═════ Provided information ═════
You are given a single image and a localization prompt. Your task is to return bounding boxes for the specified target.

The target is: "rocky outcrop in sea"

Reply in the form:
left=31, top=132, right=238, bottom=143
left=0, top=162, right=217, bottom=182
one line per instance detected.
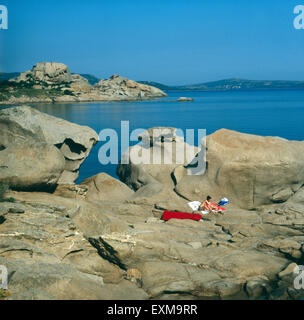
left=0, top=107, right=304, bottom=300
left=0, top=62, right=167, bottom=105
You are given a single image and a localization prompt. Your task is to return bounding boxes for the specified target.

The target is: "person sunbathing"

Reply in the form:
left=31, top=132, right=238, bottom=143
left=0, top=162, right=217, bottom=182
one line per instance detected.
left=200, top=196, right=217, bottom=213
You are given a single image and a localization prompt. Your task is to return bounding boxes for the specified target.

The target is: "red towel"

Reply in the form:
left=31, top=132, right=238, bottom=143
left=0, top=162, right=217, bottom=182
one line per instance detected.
left=162, top=211, right=202, bottom=221
left=212, top=203, right=227, bottom=212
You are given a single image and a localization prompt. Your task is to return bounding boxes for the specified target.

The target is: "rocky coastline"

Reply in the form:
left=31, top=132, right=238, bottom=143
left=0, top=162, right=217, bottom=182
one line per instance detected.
left=0, top=62, right=167, bottom=105
left=0, top=106, right=304, bottom=300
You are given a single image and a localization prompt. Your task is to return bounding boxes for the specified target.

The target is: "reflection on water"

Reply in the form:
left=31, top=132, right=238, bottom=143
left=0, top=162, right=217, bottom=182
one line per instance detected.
left=2, top=91, right=304, bottom=181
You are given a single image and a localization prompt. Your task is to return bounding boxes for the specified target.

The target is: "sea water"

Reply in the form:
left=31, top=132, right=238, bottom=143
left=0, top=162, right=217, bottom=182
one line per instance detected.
left=3, top=90, right=304, bottom=182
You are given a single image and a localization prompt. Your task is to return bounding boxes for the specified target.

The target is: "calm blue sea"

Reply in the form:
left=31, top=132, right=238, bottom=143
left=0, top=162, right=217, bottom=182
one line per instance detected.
left=2, top=91, right=304, bottom=181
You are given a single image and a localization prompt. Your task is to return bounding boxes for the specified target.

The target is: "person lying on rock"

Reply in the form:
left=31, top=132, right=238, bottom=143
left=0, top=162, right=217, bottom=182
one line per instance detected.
left=199, top=196, right=218, bottom=213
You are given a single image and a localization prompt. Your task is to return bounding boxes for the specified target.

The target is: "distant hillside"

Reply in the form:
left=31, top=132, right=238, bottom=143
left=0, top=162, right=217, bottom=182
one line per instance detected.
left=140, top=78, right=304, bottom=91
left=137, top=81, right=180, bottom=91
left=0, top=72, right=304, bottom=91
left=0, top=72, right=20, bottom=82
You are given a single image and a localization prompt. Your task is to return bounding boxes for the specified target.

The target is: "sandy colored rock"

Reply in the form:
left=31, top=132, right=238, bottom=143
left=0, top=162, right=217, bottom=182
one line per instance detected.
left=81, top=173, right=134, bottom=201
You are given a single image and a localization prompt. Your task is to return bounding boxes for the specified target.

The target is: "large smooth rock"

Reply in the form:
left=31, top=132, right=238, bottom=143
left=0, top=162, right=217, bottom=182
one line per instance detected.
left=94, top=75, right=167, bottom=100
left=0, top=137, right=65, bottom=190
left=81, top=173, right=134, bottom=201
left=0, top=62, right=167, bottom=105
left=117, top=127, right=198, bottom=192
left=0, top=106, right=98, bottom=184
left=176, top=129, right=304, bottom=209
left=16, top=62, right=72, bottom=83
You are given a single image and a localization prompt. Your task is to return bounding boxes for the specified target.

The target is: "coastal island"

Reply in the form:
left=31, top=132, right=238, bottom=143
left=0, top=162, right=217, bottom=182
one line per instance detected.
left=0, top=62, right=167, bottom=105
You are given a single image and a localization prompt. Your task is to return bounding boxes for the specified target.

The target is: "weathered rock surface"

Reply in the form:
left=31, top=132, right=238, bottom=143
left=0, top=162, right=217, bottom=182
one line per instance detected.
left=176, top=129, right=304, bottom=209
left=0, top=106, right=98, bottom=188
left=0, top=140, right=65, bottom=190
left=81, top=173, right=134, bottom=201
left=0, top=121, right=304, bottom=299
left=0, top=62, right=167, bottom=105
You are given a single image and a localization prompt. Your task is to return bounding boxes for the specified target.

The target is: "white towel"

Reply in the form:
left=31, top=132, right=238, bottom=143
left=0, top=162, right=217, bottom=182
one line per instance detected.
left=188, top=201, right=202, bottom=211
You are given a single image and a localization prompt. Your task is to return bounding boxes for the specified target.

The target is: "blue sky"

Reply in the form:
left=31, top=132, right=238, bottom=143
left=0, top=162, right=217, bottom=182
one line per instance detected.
left=0, top=0, right=304, bottom=85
═════
## Job
Transcribe the full listing above exactly, with the images removed.

## Response to this exercise
You are given a single image and a localization prompt. Your task is to return bounding boxes for the specified target.

The target is: "rocky outcrop in sea"

Reply in the form:
left=31, top=132, right=238, bottom=143
left=0, top=162, right=217, bottom=182
one line per instance detected.
left=0, top=107, right=304, bottom=300
left=0, top=62, right=167, bottom=105
You are given a single image and a localization prompt. Your task is to return bounding boxes for the specified target.

The target is: "person sunbathing"

Reply in the form:
left=31, top=132, right=238, bottom=143
left=0, top=162, right=217, bottom=182
one line per instance detected.
left=200, top=196, right=217, bottom=213
You are given a single image and a localization prompt. Your task is to return bounding boxes for the specified target.

The target is: "red towel"

Reply in the form:
left=31, top=132, right=238, bottom=143
left=0, top=162, right=217, bottom=182
one line per instance detected.
left=162, top=211, right=202, bottom=221
left=212, top=203, right=227, bottom=212
You are given a single image and a localization prompt. Your task is to return bounding boxes for the specified target.

The target is: "rocky coastline"

Reply in the form:
left=31, top=132, right=238, bottom=143
left=0, top=162, right=217, bottom=182
one line per instance detected.
left=0, top=62, right=167, bottom=105
left=0, top=106, right=304, bottom=300
You are given a single image and a localization prompt. Your task is to return bounding boxes for the specified target.

The target is: "reflection on water"

Reply in the form:
left=31, top=132, right=238, bottom=143
left=0, top=162, right=217, bottom=182
one line per instance detected.
left=2, top=91, right=304, bottom=181
You are given a single image and a localization prompt. Your task is to return bounding boxes for the specified target.

The target is: "sea water"

Reply in the form:
left=31, top=132, right=238, bottom=143
left=0, top=162, right=217, bottom=182
one line per instance detected.
left=3, top=90, right=304, bottom=182
You are given a single image and a localization prompt. Your task is to return bounding boxes for the specified target.

The target is: "calm blue sea"

Reply in the form:
left=31, top=132, right=238, bottom=143
left=0, top=162, right=217, bottom=182
one line per instance detected.
left=2, top=91, right=304, bottom=181
You are given a single image and a localization prompt. Your task is to return bounding boxes for the specified target.

The target is: "person lying on rock"

Reply in the form:
left=31, top=132, right=238, bottom=143
left=0, top=162, right=217, bottom=182
one line per instance detected.
left=199, top=196, right=218, bottom=213
You are given a single image and a localization prompt. Your task is to return bounding boxes for the specified target.

The target is: "distant hillside"

Reply in the form:
left=31, top=132, right=238, bottom=143
left=0, top=162, right=217, bottom=182
one line per instance detected.
left=140, top=78, right=304, bottom=91
left=137, top=81, right=180, bottom=91
left=0, top=72, right=304, bottom=91
left=0, top=72, right=20, bottom=82
You are given a single image and a localization prompt. Your task is to return bounding boxes for the specified target.

The target is: "sandy colored rock"

Reply in the form:
left=31, top=132, right=238, bottom=143
left=0, top=162, right=217, bottom=182
one line per instance detected.
left=81, top=173, right=134, bottom=201
You are given a single image and a localization prompt. Your task is to return bounding boxes for the specified target.

The target is: "large smooth rock"

Reply in the form:
left=31, top=132, right=238, bottom=143
left=0, top=162, right=217, bottom=182
one line per instance detected.
left=94, top=75, right=167, bottom=100
left=0, top=137, right=65, bottom=190
left=81, top=173, right=134, bottom=201
left=0, top=62, right=167, bottom=105
left=117, top=127, right=198, bottom=192
left=0, top=106, right=98, bottom=184
left=176, top=129, right=304, bottom=209
left=16, top=62, right=72, bottom=83
You are given a single image and a localization prompt. Your task is to return bounding boxes for the specified target.

The target is: "coastal island"

Reply in the form:
left=31, top=132, right=238, bottom=143
left=0, top=162, right=217, bottom=182
one line per instance detected.
left=0, top=62, right=167, bottom=105
You are given a single image and a localization prompt. Your task is to return bounding boxes for the specified target.

The target is: "weathered rock surface"

Reply in the form:
left=31, top=132, right=238, bottom=143
left=0, top=162, right=217, bottom=182
one line per instance detected.
left=176, top=129, right=304, bottom=209
left=0, top=106, right=98, bottom=188
left=0, top=140, right=65, bottom=190
left=81, top=173, right=134, bottom=201
left=0, top=121, right=304, bottom=299
left=0, top=62, right=167, bottom=105
You are given a single image and a localization prompt. Your task is to return bounding boxes for the specified target.

The target is: "white towel"

Reply in the form:
left=31, top=132, right=238, bottom=143
left=0, top=162, right=217, bottom=182
one line per instance detected.
left=188, top=201, right=202, bottom=211
You are given a single image and a localization prompt. Your task is to return bounding boxes for the specified target.

The target is: "blue sky"

Reply in the form:
left=31, top=132, right=238, bottom=143
left=0, top=162, right=217, bottom=182
one line per instance detected.
left=0, top=0, right=304, bottom=85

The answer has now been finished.